▶ **Dataset entries**:
============================================================

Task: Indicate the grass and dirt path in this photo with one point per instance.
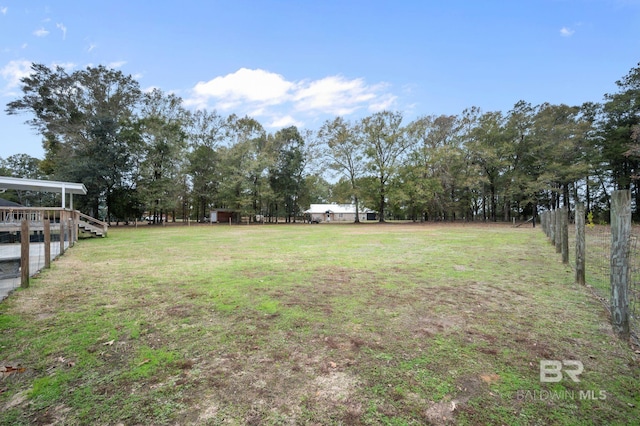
(324, 324)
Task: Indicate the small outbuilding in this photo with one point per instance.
(224, 216)
(338, 213)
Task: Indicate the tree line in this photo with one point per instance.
(143, 153)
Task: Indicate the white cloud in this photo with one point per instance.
(261, 93)
(41, 32)
(116, 64)
(13, 72)
(67, 66)
(285, 121)
(62, 28)
(566, 32)
(246, 85)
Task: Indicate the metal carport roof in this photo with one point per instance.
(44, 186)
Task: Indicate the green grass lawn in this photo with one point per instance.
(311, 324)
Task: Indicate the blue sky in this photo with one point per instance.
(301, 62)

============================================================

▶ **To be done**: Could you write out all of the data above again with "Indicate" swapped for "Mark" and nothing else altered, omitting the pictures?

▶ **Expected answer**:
Task: Mark the grass and dirt path in this photo with one point per instance.
(324, 324)
Task: Mark the small outbuilding in this photo with one point per instance.
(224, 216)
(338, 213)
Task: Mark the tree line in this photo with one point per instance.
(143, 153)
Task: Mark the white cloud in this photo with one point per instance.
(261, 93)
(41, 32)
(116, 64)
(13, 72)
(67, 66)
(285, 121)
(62, 28)
(566, 32)
(246, 85)
Task: Mark the metal carport roof in this photo with one point per instance.
(44, 186)
Task: Mark the green grass lawn in this photo with one point per instance.
(311, 324)
Task: Mark the blue sky in this photo with one point per instance.
(301, 62)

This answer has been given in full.